(SELECTED EXTRACT Opens)
Fox listened and her debut was in Words and Music (James Tinling, 1929) with Lois Moran. Her looks brought her attention and she began working in motion pictures as an extra.

Her work in a minor role in Lubitsch's picture Monte Carlo (Ernst Lubitsch, 1930) attracted attention, and she was given the lead opposite Maurice Chevalier in Playboy of Paris (Ludwig Berger, 1930). The next year, she played one of the female leads in Josef von Sternberg's prestigious adaptation of Theodore Dreiser's An American Tragedy (1931), as the débutante whose desired lifestyle seduces a young man to murder to obtain it through her.

From then on she played principal parts in such important pictures as Little Women (George Cukor, 1933) with Katharine Hepburn, One Man's Journey (John S. Robertson, 1933) with Lionel Barrymore and Blood Money (Rowland Brown, 1933) with George Bancroft. During the shooting of The Silver Cord (John Cromwell, 1933), Frances Dee got into a relationship with her counterpart Joel McCrea and they wed that same year.
(SELECTED EXTRACT Closes)
(DATA UNDER STUDY Opens)
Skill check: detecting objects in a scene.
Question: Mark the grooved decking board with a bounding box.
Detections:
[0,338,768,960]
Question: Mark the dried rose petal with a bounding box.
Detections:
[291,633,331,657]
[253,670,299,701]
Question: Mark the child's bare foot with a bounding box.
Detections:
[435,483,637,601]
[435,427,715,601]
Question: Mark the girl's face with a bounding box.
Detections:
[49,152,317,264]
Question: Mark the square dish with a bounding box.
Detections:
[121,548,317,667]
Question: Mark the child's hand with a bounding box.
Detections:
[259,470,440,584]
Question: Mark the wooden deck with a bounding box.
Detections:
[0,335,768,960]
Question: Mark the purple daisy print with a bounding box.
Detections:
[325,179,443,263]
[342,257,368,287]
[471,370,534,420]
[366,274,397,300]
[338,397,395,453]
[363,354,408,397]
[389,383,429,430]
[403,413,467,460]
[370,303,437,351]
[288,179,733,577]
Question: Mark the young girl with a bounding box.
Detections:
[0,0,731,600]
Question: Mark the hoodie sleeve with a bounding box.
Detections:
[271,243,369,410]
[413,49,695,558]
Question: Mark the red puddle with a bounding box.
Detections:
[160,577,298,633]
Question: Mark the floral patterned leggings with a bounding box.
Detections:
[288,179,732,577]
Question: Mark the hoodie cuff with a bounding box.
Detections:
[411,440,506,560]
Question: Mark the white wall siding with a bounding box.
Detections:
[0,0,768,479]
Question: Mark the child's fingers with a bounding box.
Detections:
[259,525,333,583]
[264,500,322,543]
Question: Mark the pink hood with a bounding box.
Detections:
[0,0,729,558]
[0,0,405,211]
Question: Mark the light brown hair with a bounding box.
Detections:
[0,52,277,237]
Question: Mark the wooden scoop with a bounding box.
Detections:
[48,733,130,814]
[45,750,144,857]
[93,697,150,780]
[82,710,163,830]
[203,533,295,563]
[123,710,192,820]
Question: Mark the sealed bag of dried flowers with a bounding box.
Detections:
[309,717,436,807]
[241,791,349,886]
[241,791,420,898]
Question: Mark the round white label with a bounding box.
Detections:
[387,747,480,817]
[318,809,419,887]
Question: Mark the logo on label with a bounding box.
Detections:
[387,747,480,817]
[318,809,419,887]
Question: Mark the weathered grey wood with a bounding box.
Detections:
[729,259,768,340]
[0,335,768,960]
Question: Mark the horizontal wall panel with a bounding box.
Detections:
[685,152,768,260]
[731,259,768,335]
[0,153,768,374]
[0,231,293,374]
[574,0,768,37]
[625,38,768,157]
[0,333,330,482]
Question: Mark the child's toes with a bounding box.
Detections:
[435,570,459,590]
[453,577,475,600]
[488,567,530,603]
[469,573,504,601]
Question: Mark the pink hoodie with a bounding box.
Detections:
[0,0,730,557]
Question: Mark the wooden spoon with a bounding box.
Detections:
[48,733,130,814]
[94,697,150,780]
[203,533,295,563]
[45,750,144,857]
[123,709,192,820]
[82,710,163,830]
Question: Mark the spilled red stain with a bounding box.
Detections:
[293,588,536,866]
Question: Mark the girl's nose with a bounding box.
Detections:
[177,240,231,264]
(DATA UNDER STUDY Closes)
### [WORK INSTRUCTION A]
Answer each question using the passage on Frances Dee's early film career.
(i) Who directed Playboy of Paris?
(ii) Whose novel was adapted as An American Tragedy?
(iii) Whom did Frances Dee marry, and in what year?
### [WORK INSTRUCTION B]
Write the next part of the passage on Frances Dee's film career, picking up after its final sentence.

### [TASK OUTPUT A]
(i) Ludwig Berger
(ii) Theodore Dreiser's
(iii) Joel McCrea, in 1933

### [TASK OUTPUT B]
Frances Dee
British postcard in the Cameo Series, London, no. KC 12. Photo: Paramount.

Frances Dee
German postcard by Ross Verlag, no. 5552/1, 1930-1931. Photo: Paramount.

Frances Dee and Maurice Chevalier in The Playboy of Paris (1930)
Dutch postcard. Photo: Paramount. Frances Dee and Maurice Chevalier in The Playboy of Paris (Ludwig Berger, 1930).

Frances Dee and Maurice Chevalier in The Playboy of Paris (1930)
Dutch postcard, no. 93. Photo: Paramount. Frances Dee and Maurice Chevalier in The Playboy of Paris (Ludwig Berger, 1930).

A sensible, good-hearted woman


Frances Dee was typically cast as a sensible, good-hearted woman in support of larger-than-life female stars, including Bette Davis in Of Human Bondage (John Cromwell, 1934) and Miriam Hopkins in Becky Sharp (Rouben Mamoulian, 1935). Occasionally, she would assay a lead role in A-pictures, such as Frank Lloyd's If I Were King (Frank Lloyd, 1938), opposite Ronald Colman.

Dee was in several films produced by or associated with David O. Selznick. Still, ironically, she lost her chance to be in Selznick's greatest picture, Gone with the Wind (Victor Fleming, George Cukor, Sam Wood, 1939), due to her beauty.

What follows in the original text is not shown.